> **The problem**
Could the records below please be retyped exactly, with their pictures left out?

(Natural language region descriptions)
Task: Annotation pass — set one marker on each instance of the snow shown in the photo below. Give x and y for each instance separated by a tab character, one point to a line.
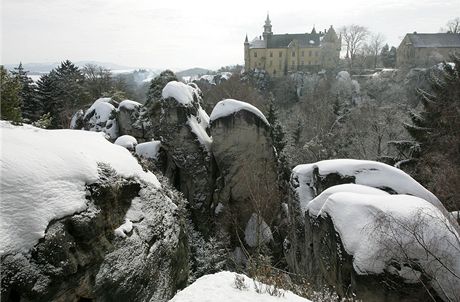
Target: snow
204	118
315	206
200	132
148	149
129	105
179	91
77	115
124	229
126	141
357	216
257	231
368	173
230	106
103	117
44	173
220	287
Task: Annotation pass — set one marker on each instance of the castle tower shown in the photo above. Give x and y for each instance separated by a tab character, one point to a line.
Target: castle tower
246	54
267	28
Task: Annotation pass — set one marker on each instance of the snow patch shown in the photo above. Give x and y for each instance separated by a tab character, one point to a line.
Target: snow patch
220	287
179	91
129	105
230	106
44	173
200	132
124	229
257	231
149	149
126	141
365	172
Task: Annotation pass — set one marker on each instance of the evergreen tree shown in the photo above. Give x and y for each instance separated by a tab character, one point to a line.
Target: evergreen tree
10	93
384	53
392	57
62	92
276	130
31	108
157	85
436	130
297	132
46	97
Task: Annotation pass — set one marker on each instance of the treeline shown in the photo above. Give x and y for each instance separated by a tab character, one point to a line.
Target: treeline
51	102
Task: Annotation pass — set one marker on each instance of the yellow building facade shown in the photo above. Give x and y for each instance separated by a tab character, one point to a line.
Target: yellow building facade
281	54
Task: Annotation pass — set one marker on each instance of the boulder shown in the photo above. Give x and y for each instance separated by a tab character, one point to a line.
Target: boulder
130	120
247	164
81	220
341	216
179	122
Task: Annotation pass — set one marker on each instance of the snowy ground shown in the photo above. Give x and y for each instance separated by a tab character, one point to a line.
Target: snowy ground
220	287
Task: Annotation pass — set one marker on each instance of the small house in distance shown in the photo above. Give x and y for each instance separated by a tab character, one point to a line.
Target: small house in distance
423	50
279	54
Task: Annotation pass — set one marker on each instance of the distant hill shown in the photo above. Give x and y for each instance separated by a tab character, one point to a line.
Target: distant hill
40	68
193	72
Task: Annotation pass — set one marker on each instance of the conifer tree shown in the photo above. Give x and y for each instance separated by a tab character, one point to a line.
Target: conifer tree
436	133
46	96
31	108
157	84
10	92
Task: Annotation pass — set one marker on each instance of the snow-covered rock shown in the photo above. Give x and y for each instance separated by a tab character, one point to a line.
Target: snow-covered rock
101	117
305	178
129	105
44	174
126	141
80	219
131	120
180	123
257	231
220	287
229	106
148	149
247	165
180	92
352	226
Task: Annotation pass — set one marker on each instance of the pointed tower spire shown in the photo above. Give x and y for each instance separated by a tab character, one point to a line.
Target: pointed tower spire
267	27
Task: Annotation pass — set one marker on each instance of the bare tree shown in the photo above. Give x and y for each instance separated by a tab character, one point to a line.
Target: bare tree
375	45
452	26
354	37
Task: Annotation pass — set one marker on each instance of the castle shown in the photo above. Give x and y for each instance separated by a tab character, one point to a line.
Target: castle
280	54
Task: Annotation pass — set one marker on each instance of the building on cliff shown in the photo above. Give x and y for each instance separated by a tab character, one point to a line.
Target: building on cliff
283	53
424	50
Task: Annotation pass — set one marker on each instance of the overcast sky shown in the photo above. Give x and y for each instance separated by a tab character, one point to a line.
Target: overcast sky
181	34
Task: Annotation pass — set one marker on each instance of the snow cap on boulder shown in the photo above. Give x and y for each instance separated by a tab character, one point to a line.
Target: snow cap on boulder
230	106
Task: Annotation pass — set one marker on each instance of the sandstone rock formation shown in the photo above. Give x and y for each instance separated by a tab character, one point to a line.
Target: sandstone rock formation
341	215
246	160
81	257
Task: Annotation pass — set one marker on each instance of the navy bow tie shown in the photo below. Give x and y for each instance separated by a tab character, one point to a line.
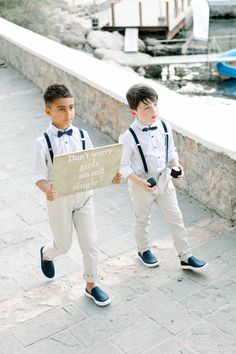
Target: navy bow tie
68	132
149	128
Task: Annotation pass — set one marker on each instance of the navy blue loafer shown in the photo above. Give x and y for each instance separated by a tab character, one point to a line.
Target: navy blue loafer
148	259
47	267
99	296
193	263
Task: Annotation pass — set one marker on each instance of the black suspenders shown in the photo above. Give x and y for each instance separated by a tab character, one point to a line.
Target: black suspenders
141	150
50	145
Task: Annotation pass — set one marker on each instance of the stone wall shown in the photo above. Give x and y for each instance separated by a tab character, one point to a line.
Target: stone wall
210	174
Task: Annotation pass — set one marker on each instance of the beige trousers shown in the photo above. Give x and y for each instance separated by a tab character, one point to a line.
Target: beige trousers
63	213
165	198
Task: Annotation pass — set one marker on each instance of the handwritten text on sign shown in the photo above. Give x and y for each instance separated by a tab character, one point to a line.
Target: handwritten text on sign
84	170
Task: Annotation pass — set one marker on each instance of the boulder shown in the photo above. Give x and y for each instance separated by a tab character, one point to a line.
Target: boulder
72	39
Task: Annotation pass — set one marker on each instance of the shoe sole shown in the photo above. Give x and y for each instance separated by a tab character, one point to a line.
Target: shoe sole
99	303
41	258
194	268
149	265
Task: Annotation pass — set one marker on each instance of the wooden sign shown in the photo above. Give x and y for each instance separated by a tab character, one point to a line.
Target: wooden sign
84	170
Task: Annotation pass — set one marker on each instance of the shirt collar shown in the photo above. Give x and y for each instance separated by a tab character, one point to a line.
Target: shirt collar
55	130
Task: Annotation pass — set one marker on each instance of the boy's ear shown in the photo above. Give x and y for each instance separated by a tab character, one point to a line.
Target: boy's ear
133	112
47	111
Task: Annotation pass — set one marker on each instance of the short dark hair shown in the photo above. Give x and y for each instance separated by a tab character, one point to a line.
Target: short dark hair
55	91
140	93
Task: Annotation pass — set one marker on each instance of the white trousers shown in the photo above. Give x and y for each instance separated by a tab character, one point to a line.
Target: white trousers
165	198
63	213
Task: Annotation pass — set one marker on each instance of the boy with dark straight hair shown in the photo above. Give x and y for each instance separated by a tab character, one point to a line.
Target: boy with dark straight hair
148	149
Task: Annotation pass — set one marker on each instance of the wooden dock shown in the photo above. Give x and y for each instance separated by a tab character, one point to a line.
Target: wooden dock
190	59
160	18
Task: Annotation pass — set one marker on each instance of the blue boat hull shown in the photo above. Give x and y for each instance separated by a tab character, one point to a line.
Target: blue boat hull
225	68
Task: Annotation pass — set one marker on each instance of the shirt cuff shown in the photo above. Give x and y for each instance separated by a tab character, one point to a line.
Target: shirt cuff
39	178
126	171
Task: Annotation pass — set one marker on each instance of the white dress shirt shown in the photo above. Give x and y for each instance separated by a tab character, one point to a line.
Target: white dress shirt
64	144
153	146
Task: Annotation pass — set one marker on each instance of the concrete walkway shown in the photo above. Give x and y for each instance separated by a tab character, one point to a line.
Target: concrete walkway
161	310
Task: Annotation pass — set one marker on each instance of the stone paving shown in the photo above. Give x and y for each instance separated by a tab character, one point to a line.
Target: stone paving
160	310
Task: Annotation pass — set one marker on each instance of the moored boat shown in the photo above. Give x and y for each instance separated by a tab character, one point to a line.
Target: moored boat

> **Result below**
Task: Annotation pass — set one marker on each instance of the snow shown in the photo below. Give x and y for each instance separated by a tab character, one point to a line.
Target: snow
204	118
315	206
200	132
148	149
129	105
179	91
77	115
124	229
126	141
357	216
257	231
368	173
230	106
103	117
44	173
220	287
Task: Annotation pass — set one marker on each instance of the castle tower shown in the photo above. Give x and y for each instance separated by a tab character, one point to a line.
Target: castle tower
246	54
267	28
Task: Annotation pass — set one marker on each instance of the snow patch shown in the photo above. Give x and y for each instance separated by a tab character, one point to a line.
Target: snow patch
220	287
179	91
129	105
230	106
44	173
200	132
124	229
257	231
149	149
126	141
365	172
Task: Annotation pass — set one marker on each instance of the evergreen tree shown in the photo above. Give x and y for each instance separated by a tab character, one point to a line.
Target: evergreen tree
10	93
384	53
392	57
62	92
276	130
31	108
157	85
436	130
297	132
46	97
Task: Annotation pass — set one marker on each instance of the treeline shown in the photo above. Give x and y for each instance separated by a tab character, one point to a line.
Target: treeline
51	102
Task: Annotation pass — set one marker on each instance of the yellow building facade shown in the photo above. Give x and y for each instance separated by a tab character, one point to a line.
Target: yellow building facade
281	54
Task: Annotation pass — set one marker on each instance of the boulder shown in the photo above. Give x and y for each instance separated by a tab character, one point to a line.
Target: boulder
130	120
247	164
81	220
341	216
179	122
Task: Annotation pass — set one marker on each instance of the snowy ground shown in the photo above. Give x and y for each instance separated by a tab character, one point to a line.
Target: snowy ground
220	287
Task: Annotation pass — set one marker on each instance of the small house in distance shown in the photo above. Give x and y for each instance separated by a tab character, one point to a line.
Target: small house in distance
423	50
279	54
Task: Annotation pass — set one marker on each instance of the distant hill shown in the photo above. Give x and y for each instance separated by a tab character, one point to a line.
Target: distant hill
40	68
193	72
Task: Annotation pass — set one marker on each instance of the conifer tree shown in the photo above. Give x and y for each instance separated by a tab character, one point to a line.
Target: conifer tree
436	133
46	96
31	108
157	84
10	92
Task: Annotation pass — set one marker on each instance of the snow-covered rock shown in the photo above. Give x and y for each instance separated by a tab character, one point to a line.
Target: snow-covered rock
101	117
305	178
129	105
44	174
126	141
80	219
131	120
180	123
257	231
220	287
229	106
148	149
247	165
180	92
352	226
Task: Annotation pass — set one marker on each instance of the pointed tower spire shown in the photo above. Give x and y for each instance separated by a tab character, one point to a line.
Target: pointed tower spire
267	27
Task: Annotation pass — set one marker on each instance of the bare tree shown in the photo above. Give x and y for each instance separated by a tab character, one point to a line.
Target: bare tree
375	45
452	26
354	37
Task: Annotation pass — set one marker on each instance of the castle shown in the photo above. Give x and y for each instance separated by a tab character, one point to a line.
Target: castle
280	54
Task: Annotation pass — set one marker on each instance of the building on cliff shown in the photo above. Give x and y for each instance separated by a tab character, one point to a line.
Target: building on cliff
283	53
424	50
Task: Annotation pass — set one marker on each instance of the overcast sky shown in the photo above. Give x and y for each instance separated by a tab character, one point to a line.
Target: overcast sky
181	34
Task: Annotation pass — set one marker on each instance of the snow cap on boulder shown in the photo above. Give x and y for each instance separated by a tab character, one point to a line.
Target: snow cap on boulder
230	106
Task: Annotation pass — set one marker on each instance of the sandstone rock formation shown in the photo above. Give x and y for each instance separated by a tab character, one point to a line.
Target: sandstone rock formation
341	215
246	160
81	257
Task: Annotation pass — set one marker on each instance of the navy bow tie shown in the photo below. Give x and y for each instance separated by a tab character, one point to a line.
Target: navy bow tie
68	132
149	128
Task: Annotation pass — set one marker on each instance of the navy blue loafer shown in the photo above. Give x and y for each instance separated by a tab character, one point to a line.
Target: navy blue loafer
148	259
47	267
99	296
193	263
Task: Annotation pass — set one marker on each instance of the black suspenders shown in the photo above. Give x and y for each instance separated by a tab character, one point to a line.
Target: black suspenders
141	150
50	145
Task: Annotation pass — set one marker on each instance of the stone wall shown in the photo above. Give x and y for each instance separated by a tab character, one point to a line.
Target: stone wall
210	174
Task: Annotation pass — set one marker on each instance of the beige trousers shown in the photo above. Give x and y for each instance separated by a tab character, one point to a line.
Target: beige trousers
63	213
165	198
Task: Annotation pass — set one marker on each instance of the handwritten text on sign shown in the photo above. Give x and y for each instance separated by a tab character, one point to a line.
Target: handwritten text on sign
84	170
Task: Annotation pass — set one marker on each instance of the boulder shown in the photo above. Give x and y for each instance separated by a tab character, one point to a line.
Target: boulder
72	39
Task: Annotation pass — set one marker on each instance of the shoe sole shown in the photo above. Give x and y for each instance separated by a tab character, one point to a line.
Target: shoe sole
99	303
41	258
194	268
149	265
Task: Annotation pass — set one marker on each instance of the wooden sign shown in the photo above. Give x and y for each instance separated by a tab character, one point to a line.
Target: wooden sign
84	170
Task: Annotation pass — set one marker on each instance of the shirt collar shown in the photo above. Give x and y for each instance separated by a tab character, one point to a line.
Target: shirt collar
55	130
Task: Annotation pass — set one marker on each instance of the boy's ear shown in the photo above. Give x and y for each instance separated by a tab character, one point to a line.
Target: boy's ear
133	112
47	111
Task: Annotation pass — set one marker on each instance of the short dark hair shown in the photo above. Give x and y for each instance separated by a tab character, one point to a line.
Target: short dark hair
55	91
140	93
Task: Annotation pass — set one marker on each instance of the white trousers shown in the photo above. Give x and y for each instance separated by a tab character, one point to a line.
Target: white trousers
165	198
63	213
Task: Annotation pass — set one marker on each instance of the boy with dark straight hair shown in the photo above. Give x and y for each instance separated by a tab character, one point to a line.
Target: boy with dark straight hair
148	149
Task: Annotation pass — set one marker on each instance of the wooden dock shown in the photo above. Give x and y for each instance separated by a tab character, one point to a line.
Target: wooden dock
190	59
160	18
Task: Annotation pass — set one marker on each instance of the blue boat hull shown in the photo above. Give x and y for each instance separated by a tab character, one point to a line.
Target: blue boat hull
225	68
Task: Annotation pass — set one marker on each instance of the shirt cuff shown in the photo above. Give x and y for each instance separated by a tab character, one point to a line.
Target: shirt cuff
39	178
126	171
Task: Annotation pass — set one marker on each instance of the white dress shirt shown in the photo above. Give x and y for each instance separated by a tab character, one point to a line.
Target: white dress shirt
64	144
153	146
Task: Annotation pass — set one marker on each instance of the concrete walkway shown in the photo above. Give x and y for each instance separated by a tab character, one point to a line.
Target: concrete walkway
161	310
Task: Annotation pass — set one marker on each instance of the stone paving shown in the photo above. Give x and y for each instance separated by a tab character, one point to a line.
Target: stone paving
160	310
Task: Annotation pass — set one marker on each instance of the moored boat shown in the photo above. Give x and y for each instance separated by a tab character, one point to a line.
Target: moored boat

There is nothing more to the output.